> WHAT THE EXERCISE ASKS
Will you extract the entries word for word? Images should not appear in the copy.

> ENTRIES SHOWN
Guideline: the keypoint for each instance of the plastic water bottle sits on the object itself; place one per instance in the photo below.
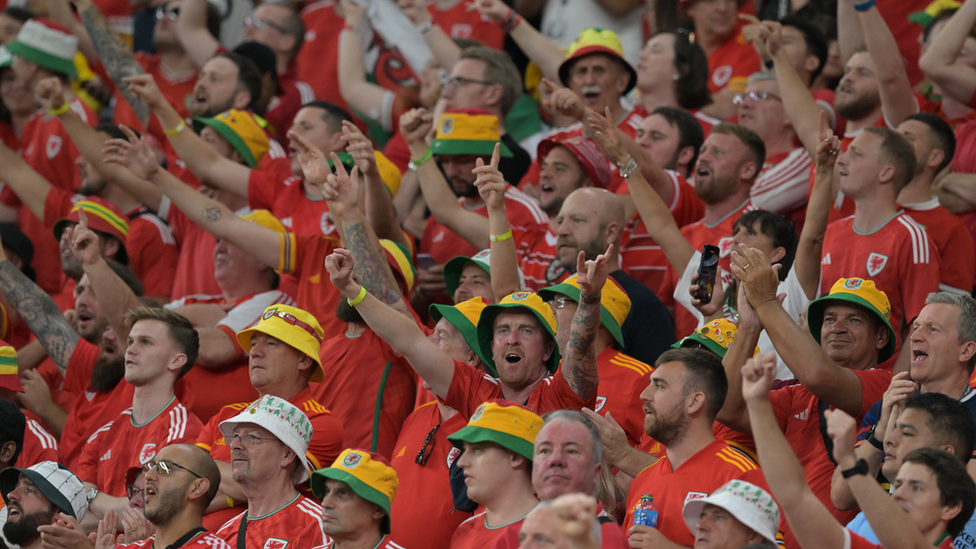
(645, 514)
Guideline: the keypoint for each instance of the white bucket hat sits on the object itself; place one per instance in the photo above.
(748, 503)
(283, 420)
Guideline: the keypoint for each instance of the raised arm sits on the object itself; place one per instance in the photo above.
(834, 384)
(812, 524)
(438, 194)
(939, 62)
(203, 160)
(579, 365)
(191, 29)
(114, 54)
(217, 219)
(401, 333)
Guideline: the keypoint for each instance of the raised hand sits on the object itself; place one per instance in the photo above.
(592, 275)
(360, 148)
(490, 182)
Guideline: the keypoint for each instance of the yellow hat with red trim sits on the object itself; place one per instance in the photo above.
(293, 326)
(614, 302)
(861, 292)
(507, 424)
(594, 40)
(368, 474)
(468, 131)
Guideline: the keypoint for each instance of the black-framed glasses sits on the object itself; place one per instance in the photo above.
(456, 82)
(263, 24)
(132, 491)
(428, 448)
(165, 468)
(172, 14)
(758, 97)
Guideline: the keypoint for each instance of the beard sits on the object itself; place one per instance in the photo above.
(668, 428)
(24, 531)
(106, 374)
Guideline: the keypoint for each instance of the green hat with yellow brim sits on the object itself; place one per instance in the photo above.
(531, 303)
(464, 316)
(859, 292)
(294, 327)
(468, 131)
(507, 424)
(242, 131)
(614, 303)
(368, 474)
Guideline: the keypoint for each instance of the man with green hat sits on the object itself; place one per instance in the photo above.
(356, 493)
(497, 463)
(851, 326)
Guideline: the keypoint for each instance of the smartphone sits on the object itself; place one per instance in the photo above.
(707, 271)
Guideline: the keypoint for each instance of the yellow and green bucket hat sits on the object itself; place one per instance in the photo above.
(614, 303)
(859, 292)
(367, 473)
(507, 424)
(468, 131)
(531, 303)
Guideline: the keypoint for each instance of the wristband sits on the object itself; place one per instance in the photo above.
(177, 130)
(502, 237)
(414, 164)
(65, 107)
(359, 298)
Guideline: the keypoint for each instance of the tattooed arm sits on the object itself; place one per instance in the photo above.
(40, 312)
(113, 53)
(579, 366)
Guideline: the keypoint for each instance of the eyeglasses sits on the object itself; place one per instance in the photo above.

> EXERCISE ANSWER
Guideline: the keypoint for each instance of the plastic water bottle sits on the object itself; place one per instance in the photo below.
(645, 514)
Guideline: the keypoint for each instance of the white bucket hat sits on the object itself; place one per instance in the photo above.
(748, 503)
(283, 420)
Guideline: the keypoint for each instance of the raised arm sits on the object itself; place one per instance in the photo above.
(834, 384)
(812, 524)
(438, 194)
(939, 62)
(203, 160)
(579, 365)
(191, 29)
(114, 54)
(217, 219)
(401, 333)
Guideline: the keypoint for each instance of the raised hand sits on the object itself; place one per instance in the photo above.
(592, 275)
(360, 148)
(490, 182)
Guideline: the keypoint for each instance of the yellow hat with red trim sits on the object itself; place one per instance in the photo above.
(293, 326)
(614, 302)
(861, 292)
(507, 424)
(594, 40)
(368, 474)
(468, 131)
Guideline: the keypoint for each instance of the black-framed glasses sits on the object itself; place one per instance in the photo above.
(456, 82)
(263, 24)
(132, 491)
(428, 448)
(165, 468)
(172, 14)
(758, 97)
Guideline: the keypoint for each instance of the beard sits on the object itself; place one per instance in the photo above.
(668, 428)
(24, 531)
(106, 374)
Guideline: the keypoint for each instance of the green hat with yellow brim sits on the object itself; place one per instance in the photo above.
(531, 303)
(464, 316)
(859, 292)
(294, 327)
(468, 131)
(507, 424)
(242, 131)
(614, 303)
(368, 474)
Guideline: the keypoint for each instance of the man with green hat sits on the object itself; place one per instance in the photo above.
(356, 493)
(497, 463)
(851, 326)
Guideline: the keypoint for each instance of the smartphone sits on the object itself; place one per instance in the photo above.
(707, 271)
Guideline: the keypoint for each instance of the yellow and green bucket hat sits on the object itself; place one per instance in the photo above.
(614, 303)
(859, 292)
(367, 473)
(507, 424)
(468, 131)
(531, 303)
Guideline: the keypoint for each instance of the wristband sits on the object itself; place one per instance in the photo above.
(177, 130)
(502, 237)
(414, 164)
(65, 107)
(359, 298)
Guideline: the keypoint for each instance of the tattooed arm sits on the object itself; place one per instance in the photo above.
(40, 312)
(113, 53)
(579, 366)
Guideline: the keypoint for each instance of the eyeglasses sits on the object itself; place one per instance in the photo above.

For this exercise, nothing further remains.